Une constante qu’on peut reconnaître à la performance, cette forme spectaculaire aux manifestations hétéroclites qui se dérobe à une définition cloisonnée, apparaît dans ce qu’elle dévoile : l’artiste dans sa réflexion. Pas seulement par son engagement au sein même de l’œuvre, car cela voudrait alors dire considérer les autres formes comme des objets distincts de leur créateur, mais bien plutôt par son acceptation à montrer cet état de questionnement en cours. Présenter l’acte artistique dans la performance, voila la plus pure expression de l’artiste, la véritable création.

De ce point de vue, Olivier  de Sagazan, peintre-sculpteur-performer, mérite qu’on s’intéresse à son cas pour son implication enragée à éveiller les consciences de la mort. Tout récemment, il était artiste-associé des Rencontres Improbables (festival de performances, réparties entre Bayonne, Biarritz et Anglet), où pour la première fois le lieu d'exposition associait aux performances une partie de ses réalisations plastiques (sculptures et peintures, mais aussi films). Initiative qui permettait une réelle immersion dans la réponse artistique de Sagazan à ses préoccupations.

Avant d'aller plus loin dans le développement de ce qui serait le "propos" d'Olivier de Sagazan, une description rapide de ce en quoi consiste la performance (du moins celle du 16 novembre 2011) et de son déroulement semble incontournable :

Comme on le ferait dans une église, une petite centaine de personnes prennent place dans la salle du Carré (Bayonne), face à un espace où attendent déjà quatre ou cinq seaux par terre, une chaise et derrière elle, trois plaques de métal oxydées se superposent, suspendues au plafond.

Olivier de Sagazan arrive alors, il s'installe sur la chaise, et alors que dans ce silence concentré, la tension monte, il s'empare tout à coup d'un mélange de glaise et de kaolin, qu'il plaque frénétiquement sur ses cheveux d'abord, puis plonge à deux mains dans le seau d'argile pour s'en couvrir le visage. On entend quelques vociférations "Je dois chercher", "Aller chercher, au fond derrière". Commence alors la Transfiguration (intitulé de la performance) d'Olivier de Sagazan.

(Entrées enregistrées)
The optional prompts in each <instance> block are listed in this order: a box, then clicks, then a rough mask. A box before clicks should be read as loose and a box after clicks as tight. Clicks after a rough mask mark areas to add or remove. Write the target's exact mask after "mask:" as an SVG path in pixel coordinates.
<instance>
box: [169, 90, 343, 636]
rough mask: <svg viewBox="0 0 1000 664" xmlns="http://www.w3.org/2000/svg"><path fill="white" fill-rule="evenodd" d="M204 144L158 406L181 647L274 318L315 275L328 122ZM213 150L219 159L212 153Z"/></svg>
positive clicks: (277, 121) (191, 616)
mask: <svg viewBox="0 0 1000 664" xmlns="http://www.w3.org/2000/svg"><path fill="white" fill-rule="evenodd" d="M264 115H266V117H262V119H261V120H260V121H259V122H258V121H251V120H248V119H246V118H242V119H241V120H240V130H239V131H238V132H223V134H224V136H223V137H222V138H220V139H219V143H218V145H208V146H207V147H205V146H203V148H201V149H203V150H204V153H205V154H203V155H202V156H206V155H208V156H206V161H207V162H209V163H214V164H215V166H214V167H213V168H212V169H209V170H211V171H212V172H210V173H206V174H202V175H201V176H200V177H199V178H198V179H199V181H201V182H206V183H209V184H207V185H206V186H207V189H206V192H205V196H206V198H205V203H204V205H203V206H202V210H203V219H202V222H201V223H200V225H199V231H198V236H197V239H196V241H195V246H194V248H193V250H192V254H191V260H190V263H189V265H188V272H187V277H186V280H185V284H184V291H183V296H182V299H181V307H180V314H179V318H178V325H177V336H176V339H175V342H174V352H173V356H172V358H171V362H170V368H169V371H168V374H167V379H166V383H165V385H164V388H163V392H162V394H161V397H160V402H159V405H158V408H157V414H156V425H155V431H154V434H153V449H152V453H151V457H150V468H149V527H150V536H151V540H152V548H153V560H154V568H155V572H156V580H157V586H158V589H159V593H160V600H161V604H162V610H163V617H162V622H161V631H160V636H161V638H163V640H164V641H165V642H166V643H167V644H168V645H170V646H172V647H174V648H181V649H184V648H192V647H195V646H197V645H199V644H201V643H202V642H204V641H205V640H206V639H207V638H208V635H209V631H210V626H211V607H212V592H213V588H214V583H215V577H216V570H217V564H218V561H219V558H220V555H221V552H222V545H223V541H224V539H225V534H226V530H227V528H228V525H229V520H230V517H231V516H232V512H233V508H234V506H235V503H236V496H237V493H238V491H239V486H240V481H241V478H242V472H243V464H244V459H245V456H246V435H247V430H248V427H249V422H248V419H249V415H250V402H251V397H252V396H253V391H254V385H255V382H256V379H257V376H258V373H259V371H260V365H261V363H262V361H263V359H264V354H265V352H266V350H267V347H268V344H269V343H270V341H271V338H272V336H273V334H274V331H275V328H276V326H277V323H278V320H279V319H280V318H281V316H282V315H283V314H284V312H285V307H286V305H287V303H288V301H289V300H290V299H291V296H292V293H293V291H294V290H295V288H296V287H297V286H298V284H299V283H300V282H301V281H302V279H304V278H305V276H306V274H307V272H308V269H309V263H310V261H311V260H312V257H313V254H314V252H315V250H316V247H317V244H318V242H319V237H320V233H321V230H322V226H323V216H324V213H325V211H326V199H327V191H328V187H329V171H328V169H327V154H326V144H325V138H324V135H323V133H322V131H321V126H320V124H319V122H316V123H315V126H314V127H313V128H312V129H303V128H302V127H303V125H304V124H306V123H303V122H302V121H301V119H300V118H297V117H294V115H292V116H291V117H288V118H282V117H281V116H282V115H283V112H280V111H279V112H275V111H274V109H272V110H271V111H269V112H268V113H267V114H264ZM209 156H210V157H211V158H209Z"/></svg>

- _À COMPLÉTER_
1) Dans la liste, recopiez les lignes qui vont du début jusqu'à la ligne contenant « positive clicks: (277, 121) (191, 616) », celle-ci comprise, en substituant « draft mask » à « rough mask » et sans rien modifier d'autre.
2) Poursuivez le texte sur la performance d'Olivier de Sagazan à partir de sa dernière phrase.

- _RÉPONSES AUX CONSIGNES_
1)
The optional prompts in each <instance> block are listed in this order: a box, then clicks, then a draft mask. A box before clicks should be read as loose and a box after clicks as tight. Clicks after a draft mask mark areas to add or remove. Write the target's exact mask after "mask:" as an SVG path in pixel coordinates.
<instance>
box: [169, 90, 343, 636]
draft mask: <svg viewBox="0 0 1000 664" xmlns="http://www.w3.org/2000/svg"><path fill="white" fill-rule="evenodd" d="M204 144L158 406L181 647L274 318L315 275L328 122ZM213 150L219 159L212 153Z"/></svg>
positive clicks: (277, 121) (191, 616)

2)
Se succèdent nombre de créatures terrifiantes, que l’artiste sculpte à même son visage, qui disparaît intégralement sous la glaise sans qu'il ne puisse plus ni respirer ni voir, ses doigts s'agitant alors à l'aveugle entre les différents pots, peinture, encre, sable, eau, matières filandreuses, baguettes... Des yeux surgissent de deux points enfoncés de peinture noire qui dégouline, une bouche jaillit rouge sang d'une lacération, des cheveux poussent, la veste vole, la chemise arrachée nerveusement; il rajoute, retranche, mélange la matière, créant formes et êtres monstrueux.

Comme en transe, parfois sous la pression, il dégage de la terre pour laisser échapper un cri, ou se projette violemment contre les plaques métalliques derrière lui, entre exaspération et désespoir...

 

 


Finalement, il n'y arrivera "pas ce soir". Ce soir-là, il considère ne pas être aller au fond, ne pas être parvenu à "passer derrière", intérieurement. Il se contente donc de rapidement saluer, puis redescend pitoyablement l'allée pour disparaître.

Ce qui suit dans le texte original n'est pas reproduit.